::: Information given

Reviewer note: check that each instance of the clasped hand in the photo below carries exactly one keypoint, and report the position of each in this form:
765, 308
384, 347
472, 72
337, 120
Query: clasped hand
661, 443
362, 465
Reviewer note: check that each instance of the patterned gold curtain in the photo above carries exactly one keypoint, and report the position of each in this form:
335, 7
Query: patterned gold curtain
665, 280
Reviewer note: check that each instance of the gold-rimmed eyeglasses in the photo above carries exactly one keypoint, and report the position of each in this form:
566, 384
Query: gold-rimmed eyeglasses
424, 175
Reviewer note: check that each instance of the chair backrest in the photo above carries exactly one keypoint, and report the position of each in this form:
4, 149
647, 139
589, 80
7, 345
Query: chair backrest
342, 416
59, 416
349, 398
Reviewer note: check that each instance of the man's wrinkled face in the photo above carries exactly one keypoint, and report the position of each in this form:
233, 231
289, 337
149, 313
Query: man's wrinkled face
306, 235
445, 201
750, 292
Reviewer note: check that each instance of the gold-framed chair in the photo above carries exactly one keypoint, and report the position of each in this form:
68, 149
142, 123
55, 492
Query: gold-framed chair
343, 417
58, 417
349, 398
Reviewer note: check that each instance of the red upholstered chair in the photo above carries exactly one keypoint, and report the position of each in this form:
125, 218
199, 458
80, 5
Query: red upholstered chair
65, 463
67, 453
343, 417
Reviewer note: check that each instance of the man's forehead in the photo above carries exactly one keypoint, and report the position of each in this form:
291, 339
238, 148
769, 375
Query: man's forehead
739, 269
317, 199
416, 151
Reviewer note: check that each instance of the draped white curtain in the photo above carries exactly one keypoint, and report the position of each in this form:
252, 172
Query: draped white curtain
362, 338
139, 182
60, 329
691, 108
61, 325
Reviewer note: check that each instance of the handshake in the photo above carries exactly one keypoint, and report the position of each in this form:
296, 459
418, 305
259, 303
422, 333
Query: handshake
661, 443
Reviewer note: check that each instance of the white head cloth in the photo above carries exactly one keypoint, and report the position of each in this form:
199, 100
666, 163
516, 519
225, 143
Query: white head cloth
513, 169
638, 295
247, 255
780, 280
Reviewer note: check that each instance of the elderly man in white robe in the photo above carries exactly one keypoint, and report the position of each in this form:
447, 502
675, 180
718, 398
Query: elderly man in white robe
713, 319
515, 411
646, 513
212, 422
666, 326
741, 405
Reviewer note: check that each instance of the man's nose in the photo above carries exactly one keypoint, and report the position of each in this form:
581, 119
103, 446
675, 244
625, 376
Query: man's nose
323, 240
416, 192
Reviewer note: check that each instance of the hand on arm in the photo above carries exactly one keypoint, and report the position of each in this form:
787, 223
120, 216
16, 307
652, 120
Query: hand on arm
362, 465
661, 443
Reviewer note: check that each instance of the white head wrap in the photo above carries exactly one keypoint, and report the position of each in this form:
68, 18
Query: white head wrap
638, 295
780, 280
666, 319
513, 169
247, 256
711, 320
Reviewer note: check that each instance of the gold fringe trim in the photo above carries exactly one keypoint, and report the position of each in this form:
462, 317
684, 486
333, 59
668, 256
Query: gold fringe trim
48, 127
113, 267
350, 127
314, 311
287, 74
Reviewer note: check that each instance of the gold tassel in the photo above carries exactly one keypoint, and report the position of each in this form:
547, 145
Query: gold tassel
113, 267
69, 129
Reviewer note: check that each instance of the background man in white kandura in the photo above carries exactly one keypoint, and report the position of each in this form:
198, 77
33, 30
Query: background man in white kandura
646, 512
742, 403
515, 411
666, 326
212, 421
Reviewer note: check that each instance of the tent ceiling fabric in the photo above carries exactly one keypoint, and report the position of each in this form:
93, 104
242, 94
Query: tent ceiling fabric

::::::

Rewrite all of the lines above, putting "Annotator note" in place of every "Reviewer note" and leaving the rest untouched.

Annotator note: check that each instance of the clasped hand in the photo below carries exactly one keypoint, and report the position of each in this form:
765, 308
384, 347
472, 72
337, 120
Query: clasped hand
661, 443
362, 465
Annotator note: check that each instance of the patterned gold curtain in the photo above carries exactly one keypoint, and report the position of each in this form:
335, 7
Query: patterned gold curtain
665, 280
Annotator note: check that each instance of the gold-rimmed eyeglasses in the photo above carries exactly one keypoint, and report the position of each in this form:
566, 384
Query: gold-rimmed eyeglasses
424, 175
Annotator note: check that each instance of the chair backrest in the photo above carries exactly one keypoint, and report the position of each in this form:
4, 149
647, 139
589, 80
7, 345
Query: chair backrest
342, 416
59, 416
349, 398
Annotator note: check that each instance of the man's wrinkled face in the photo above carries exactly one keypoint, and report the position of each in this form:
233, 231
289, 337
149, 313
Query: man's wrinkled face
306, 235
445, 201
750, 292
Annotator note: check that each instance of the gold-framed chair in the photo above carries exactly one keypoint, and report the position of each in this form:
68, 149
142, 123
55, 492
Query: gold-framed chair
343, 417
58, 417
349, 398
Annotator note: check that each instance of the red upholstered chair in the photo above carries exactly one keypoint, and report the position of each in this form:
125, 218
199, 458
80, 5
Query: red upholstered chair
65, 463
67, 453
343, 417
Annotator note: check that each instance of the man's forehead in the photo above carries exactly one keypoint, and report the position of each in this form:
291, 339
238, 148
769, 375
Query: man's forehead
739, 269
317, 199
416, 151
Annotator note: check that each instance of the draped white curtain in the photo above carries exactly one keypoint, and report the position of each in this form:
252, 172
Query: draped white curtain
362, 338
139, 182
60, 329
691, 108
61, 325
Annotator note: check that each instance of the handshake in the photo above carries exactly one keypoint, and report the position of each in this form:
296, 459
418, 305
259, 303
422, 333
Query: handshake
661, 443
Annotator note: check that each instance of the white head cloth in the photo above carries exactly one keypoint, and report the position of each in this form:
199, 100
666, 163
516, 519
225, 143
Query: white head cloth
513, 169
638, 295
247, 255
780, 280
Annotator note: check that each instance of the elderly man in white robe in the photo above carries exactly one keypoint, and report the position of each in this form:
447, 502
675, 180
718, 398
Query: elderly man in white robe
713, 319
515, 411
646, 513
212, 422
666, 326
741, 405
Annotator note: check that each instance of the man's nose in the photo above carries exactly one keypoint, and report the position of each in this form:
581, 119
103, 446
675, 244
625, 376
Query: man's nose
323, 240
416, 192
Annotator note: check that each instance of the hand on arm in the photo above carries exactly one keypoint, and report the position of each in this form:
787, 223
120, 216
16, 307
652, 120
Query: hand on arm
362, 465
661, 443
Annotator note: check that each instance of the white head wrap in the photo above carries exactly one keypoint, and report the position of each in this form:
68, 18
Query: white head wrap
638, 295
780, 280
666, 319
513, 169
247, 256
711, 320
Annotator note: check that each instance of the gold fringe trim in the photo above carries exactly one keypoint, and report the position of each in this form:
462, 317
684, 486
333, 59
668, 256
Query: gold fringe trim
48, 127
113, 267
350, 127
314, 311
287, 74
Annotator note: check that each instance of the gold tassel in the photo above carries exactly one keypoint, and report the position of each in this form:
547, 145
Query: gold tassel
113, 267
69, 129
Annotator note: check that each instance of the background man in white kandura in the photo above carries exactly one keypoint, and report the position of each in this form:
198, 77
33, 30
Query: background man in white kandura
646, 512
742, 403
515, 411
666, 326
212, 421
Annotator note: check that each instance of the tent ceiling fabric in the photo above carries exactly one keypoint, and report the position of each in this form:
93, 104
242, 94
Query: tent ceiling fabric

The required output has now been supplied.